EXCERPTED TEXT:
---*---

Cap Du Nord and Jack Tudor in winning action at Newbury for trainer Christian Williams - they head the field for the Sky Bet Chase at Doncaster.

As a jockey, Williams won three races on the legendary Denman at the outset of the champion’s career, finished second in the 2005 Grand National on Royal Auclair behind Hedgehunter and rode Big Fella Thanks to victory in the 2009 Sky Bet Chase.

Injury – and the Welshman suffered from cruel luck at the best of times – meant he never truly fulfilled his potential as a jump jockey who enjoyed riding spells with the likes of Paul Nicholls as well as Yorkshire’s racing legends Sue and Harvey Smith.

But, in recent years, he’s come into his own as a trainer at his family’s sheep farm at Ogmore-By-Sea in the Vale of Glamorgan where a sandy beach, and two rivers, provided gallops like no other for his burgeoning string of horses.

And the results speak for themselves – Potters Corner, co-owned by, amongst others, Welsh rugby international Jonathan Davies, landing the 2019 Midlands National, and then the Welsh Grand National, at Chepstow to the evocative strains of Hen Wlad Fy Nhadau (Old Land of My Fathers).

Winning trainer Christian Williams celebrates his victory with Potters Corner in the Coral Welsh Grand National Handicap Chase at Chepstow in December 2019.

The first Welsh-trained winner of Chepstow’s signature race since 1965, Potters Corner’s target is April’s Randox Grand National at Aintree where he could be joined by the exciting Cap Du Nord.

Victorious at Newbury in late November, he was then an eyecatching second at Kempton to the Royale Pagaille who galloped into Gold Cup contention when landing Haydock’s Peter Marsh Chase last weekend.

And it is that form which sees Cap Du Nord head the market for a three-mile race traditionally known as the Great Yorkshire Chase.

“I’m looking forward to it,” said Williams.

Jack Tudor and Potters Corner clear the last in the 2019 Welsh Grand National at Chepstow.

---*---

DIRECTION 1: Which lines in the records contain the word "swimmer"? Copy each of them.
DIRECTION 2: Can you carry on the article about trainer Christian Williams from where it stops?

Entries from a dataset
---*---

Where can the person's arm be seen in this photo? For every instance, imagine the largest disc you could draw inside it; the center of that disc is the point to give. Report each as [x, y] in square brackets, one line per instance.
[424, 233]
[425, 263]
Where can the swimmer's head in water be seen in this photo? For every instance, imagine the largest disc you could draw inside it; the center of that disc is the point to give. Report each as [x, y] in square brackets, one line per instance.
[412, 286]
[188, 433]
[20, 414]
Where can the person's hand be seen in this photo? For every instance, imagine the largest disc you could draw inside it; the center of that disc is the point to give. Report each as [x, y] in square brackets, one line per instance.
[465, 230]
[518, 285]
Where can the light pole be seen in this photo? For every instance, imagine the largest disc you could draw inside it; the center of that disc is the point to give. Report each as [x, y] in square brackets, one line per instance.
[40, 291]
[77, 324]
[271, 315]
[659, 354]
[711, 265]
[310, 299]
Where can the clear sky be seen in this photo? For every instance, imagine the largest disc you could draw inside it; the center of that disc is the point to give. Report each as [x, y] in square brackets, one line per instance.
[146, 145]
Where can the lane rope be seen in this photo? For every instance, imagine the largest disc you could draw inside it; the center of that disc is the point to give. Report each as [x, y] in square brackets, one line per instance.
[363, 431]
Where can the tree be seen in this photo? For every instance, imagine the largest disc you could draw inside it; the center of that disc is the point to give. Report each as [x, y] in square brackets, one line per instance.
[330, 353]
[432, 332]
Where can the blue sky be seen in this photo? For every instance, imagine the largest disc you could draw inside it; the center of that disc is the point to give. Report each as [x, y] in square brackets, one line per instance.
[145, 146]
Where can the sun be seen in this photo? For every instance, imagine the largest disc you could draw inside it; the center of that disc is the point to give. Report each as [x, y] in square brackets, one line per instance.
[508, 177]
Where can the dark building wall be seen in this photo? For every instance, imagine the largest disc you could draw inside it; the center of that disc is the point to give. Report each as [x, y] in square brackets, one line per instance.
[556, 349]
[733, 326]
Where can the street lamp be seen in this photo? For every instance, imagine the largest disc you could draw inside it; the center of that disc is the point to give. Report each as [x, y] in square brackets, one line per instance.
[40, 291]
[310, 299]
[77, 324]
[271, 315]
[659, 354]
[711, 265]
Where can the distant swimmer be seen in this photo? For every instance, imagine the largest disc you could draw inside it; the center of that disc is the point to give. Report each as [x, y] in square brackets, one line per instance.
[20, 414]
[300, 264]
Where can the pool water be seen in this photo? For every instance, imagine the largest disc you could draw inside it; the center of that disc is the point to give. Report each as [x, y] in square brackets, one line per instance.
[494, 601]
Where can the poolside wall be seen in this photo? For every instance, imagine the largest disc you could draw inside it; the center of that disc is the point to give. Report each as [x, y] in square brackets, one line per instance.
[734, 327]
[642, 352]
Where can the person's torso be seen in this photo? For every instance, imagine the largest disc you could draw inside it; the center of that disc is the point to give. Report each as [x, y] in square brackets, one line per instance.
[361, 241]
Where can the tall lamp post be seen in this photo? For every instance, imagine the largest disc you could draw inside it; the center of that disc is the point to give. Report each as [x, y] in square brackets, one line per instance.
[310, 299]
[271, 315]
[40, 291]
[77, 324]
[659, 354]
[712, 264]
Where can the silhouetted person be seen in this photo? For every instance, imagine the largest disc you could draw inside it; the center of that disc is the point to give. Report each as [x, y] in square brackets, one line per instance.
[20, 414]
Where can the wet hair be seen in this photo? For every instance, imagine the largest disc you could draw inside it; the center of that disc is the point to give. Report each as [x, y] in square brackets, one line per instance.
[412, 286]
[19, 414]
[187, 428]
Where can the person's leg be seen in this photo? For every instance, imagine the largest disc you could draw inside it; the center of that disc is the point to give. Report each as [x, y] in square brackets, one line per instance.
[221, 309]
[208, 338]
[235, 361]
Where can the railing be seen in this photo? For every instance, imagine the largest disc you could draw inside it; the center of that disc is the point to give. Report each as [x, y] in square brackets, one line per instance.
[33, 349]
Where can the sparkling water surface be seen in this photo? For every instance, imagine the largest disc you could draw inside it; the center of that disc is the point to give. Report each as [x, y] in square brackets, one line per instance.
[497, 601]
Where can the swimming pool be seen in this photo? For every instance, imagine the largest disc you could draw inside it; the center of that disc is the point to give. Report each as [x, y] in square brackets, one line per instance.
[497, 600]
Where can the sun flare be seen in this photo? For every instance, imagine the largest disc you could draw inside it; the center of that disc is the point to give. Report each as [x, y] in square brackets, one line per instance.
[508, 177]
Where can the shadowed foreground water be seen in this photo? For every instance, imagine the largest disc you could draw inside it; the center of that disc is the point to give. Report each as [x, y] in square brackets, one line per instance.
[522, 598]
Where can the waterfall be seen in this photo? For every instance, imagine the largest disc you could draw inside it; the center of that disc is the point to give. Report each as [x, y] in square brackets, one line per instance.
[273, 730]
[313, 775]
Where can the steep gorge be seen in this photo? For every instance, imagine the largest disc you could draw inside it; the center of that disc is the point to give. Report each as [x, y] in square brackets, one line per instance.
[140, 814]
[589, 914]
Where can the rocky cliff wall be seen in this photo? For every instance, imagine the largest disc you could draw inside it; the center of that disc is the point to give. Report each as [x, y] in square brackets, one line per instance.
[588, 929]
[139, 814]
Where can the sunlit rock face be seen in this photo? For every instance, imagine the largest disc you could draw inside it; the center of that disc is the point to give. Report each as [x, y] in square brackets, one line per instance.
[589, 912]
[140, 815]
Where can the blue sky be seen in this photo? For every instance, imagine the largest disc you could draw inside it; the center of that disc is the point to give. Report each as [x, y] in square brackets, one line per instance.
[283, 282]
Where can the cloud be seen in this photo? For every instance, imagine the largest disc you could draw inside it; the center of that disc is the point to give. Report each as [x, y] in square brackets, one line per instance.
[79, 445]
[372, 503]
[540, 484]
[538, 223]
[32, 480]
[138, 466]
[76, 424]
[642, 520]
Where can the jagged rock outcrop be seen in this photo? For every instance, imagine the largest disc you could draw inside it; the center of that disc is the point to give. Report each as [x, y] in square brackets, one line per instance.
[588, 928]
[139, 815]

---*---

EXERCISE RESPONSE 1:
Where can the swimmer's head in water be seen in this photo? For every instance, imagine the largest disc you could draw inside it; the center of that disc is the point to give. Report each as [x, y] in square brackets, one line per instance.
Where can the distant swimmer be seen in this photo? For every instance, imagine the largest disc you could draw inside it; the center of that disc is the point to give. Report each as [x, y] in square brackets, one line per instance.

EXERCISE RESPONSE 2:
“I picked it out a good few months ago. I think he’s better on a bit nicer ground, but I’m not going to use that as an excuse.

“He’ got a good profile, the Kempton form has worked out with Royale Pagaille and the third (Double Shuffle) winning and he can only keep improving. He’s in good form.”

They’re words that also apply to Williams as he discusses the racing landscape while his young family keep themselves amused.

He doesn’t miss the riding. “I have a great life. I love it, the training. Great, great. Really enjoying it,” he says – and he clearly means it.

He’s realistic about the sport’s finances as he surveys his 28 horses. Quality matters, he stresses. The way things are, you don’t want to get massive for a year or two.”

He’s also confident enough to be his own trainer – despite having ridden for the very best. “I like to do my own things, it’s our own place, and make the most of the beach and rivers.”

He will always pick up the phone to the aforementioned Smiths if he needs any counsel. “Whether Sue or Harvey answers, you know their advice will be the same. What they don’t know isn’t worth knowing.”

And he’s full of praise for conditional jockey Jack Tudor who has been integral to the past successes of Potters Corner and is entrusted with the ride on Cap Du Nord.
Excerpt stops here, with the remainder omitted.